O que produzir — Reescreva o trecho do material que começa na linha com "Target: man with yellow turban" e segue até a linha com "x=139, y=274", incluindo as duas, e mantenha os pedidos como estão. Aumente em 57 cada coordenada das respostas.

(Dados de marcação de pontos em fotos)

--- --- ---

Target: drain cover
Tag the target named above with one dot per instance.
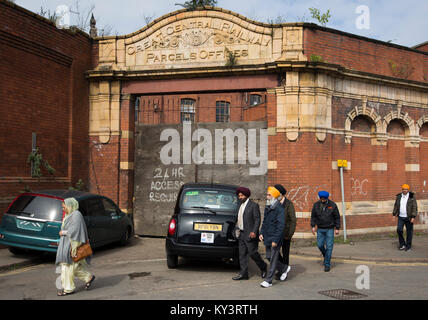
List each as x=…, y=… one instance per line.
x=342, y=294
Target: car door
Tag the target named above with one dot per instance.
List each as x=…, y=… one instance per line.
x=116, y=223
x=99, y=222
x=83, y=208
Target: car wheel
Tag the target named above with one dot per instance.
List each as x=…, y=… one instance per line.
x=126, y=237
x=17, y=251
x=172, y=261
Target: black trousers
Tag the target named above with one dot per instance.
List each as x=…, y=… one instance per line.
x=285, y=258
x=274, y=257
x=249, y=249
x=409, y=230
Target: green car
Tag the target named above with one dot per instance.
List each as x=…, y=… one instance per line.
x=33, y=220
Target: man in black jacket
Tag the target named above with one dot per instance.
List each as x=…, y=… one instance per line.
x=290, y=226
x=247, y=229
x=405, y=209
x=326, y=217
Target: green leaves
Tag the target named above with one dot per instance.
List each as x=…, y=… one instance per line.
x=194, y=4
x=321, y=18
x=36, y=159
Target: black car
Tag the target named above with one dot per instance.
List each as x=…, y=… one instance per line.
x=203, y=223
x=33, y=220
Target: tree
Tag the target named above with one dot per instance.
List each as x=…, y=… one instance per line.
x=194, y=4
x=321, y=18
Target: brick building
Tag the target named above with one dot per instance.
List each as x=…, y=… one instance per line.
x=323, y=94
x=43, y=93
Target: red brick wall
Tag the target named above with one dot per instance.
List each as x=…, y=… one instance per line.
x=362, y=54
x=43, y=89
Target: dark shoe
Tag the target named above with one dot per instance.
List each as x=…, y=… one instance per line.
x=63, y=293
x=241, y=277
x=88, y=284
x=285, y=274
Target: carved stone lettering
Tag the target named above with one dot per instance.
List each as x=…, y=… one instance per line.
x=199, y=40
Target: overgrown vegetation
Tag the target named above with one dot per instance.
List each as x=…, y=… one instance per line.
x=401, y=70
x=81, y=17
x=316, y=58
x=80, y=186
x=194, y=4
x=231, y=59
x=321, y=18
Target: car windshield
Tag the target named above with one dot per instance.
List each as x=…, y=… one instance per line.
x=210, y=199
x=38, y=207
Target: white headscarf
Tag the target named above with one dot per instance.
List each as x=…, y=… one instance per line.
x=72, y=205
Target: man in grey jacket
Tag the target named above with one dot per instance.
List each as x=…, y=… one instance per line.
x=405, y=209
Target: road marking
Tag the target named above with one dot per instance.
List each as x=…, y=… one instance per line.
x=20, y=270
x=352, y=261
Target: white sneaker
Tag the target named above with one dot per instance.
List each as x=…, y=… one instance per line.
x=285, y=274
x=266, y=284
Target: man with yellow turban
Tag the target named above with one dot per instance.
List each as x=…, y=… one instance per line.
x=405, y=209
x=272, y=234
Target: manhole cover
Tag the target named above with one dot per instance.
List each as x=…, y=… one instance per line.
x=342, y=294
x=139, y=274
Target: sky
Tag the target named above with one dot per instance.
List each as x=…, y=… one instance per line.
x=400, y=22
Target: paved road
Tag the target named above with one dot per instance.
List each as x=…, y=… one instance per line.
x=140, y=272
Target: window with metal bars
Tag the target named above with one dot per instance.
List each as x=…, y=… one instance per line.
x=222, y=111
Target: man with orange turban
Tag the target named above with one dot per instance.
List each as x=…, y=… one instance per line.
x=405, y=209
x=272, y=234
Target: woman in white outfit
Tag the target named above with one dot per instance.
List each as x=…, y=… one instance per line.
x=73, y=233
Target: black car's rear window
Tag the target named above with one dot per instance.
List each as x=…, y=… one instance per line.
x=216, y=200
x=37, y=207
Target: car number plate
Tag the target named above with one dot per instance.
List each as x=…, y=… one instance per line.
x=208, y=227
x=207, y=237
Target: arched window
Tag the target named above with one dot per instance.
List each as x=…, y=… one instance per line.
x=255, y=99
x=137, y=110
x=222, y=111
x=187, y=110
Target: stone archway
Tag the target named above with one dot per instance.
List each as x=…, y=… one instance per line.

--- --- ---

Resposta correta —
Target: man with yellow turban
Tag the target named above with one dot per instance.
List each as x=…, y=… one instance per line.
x=462, y=266
x=329, y=291
Target: manhole cover
Tag the target named above with one dot per instance.
List each as x=…, y=… one instance per line.
x=399, y=351
x=196, y=331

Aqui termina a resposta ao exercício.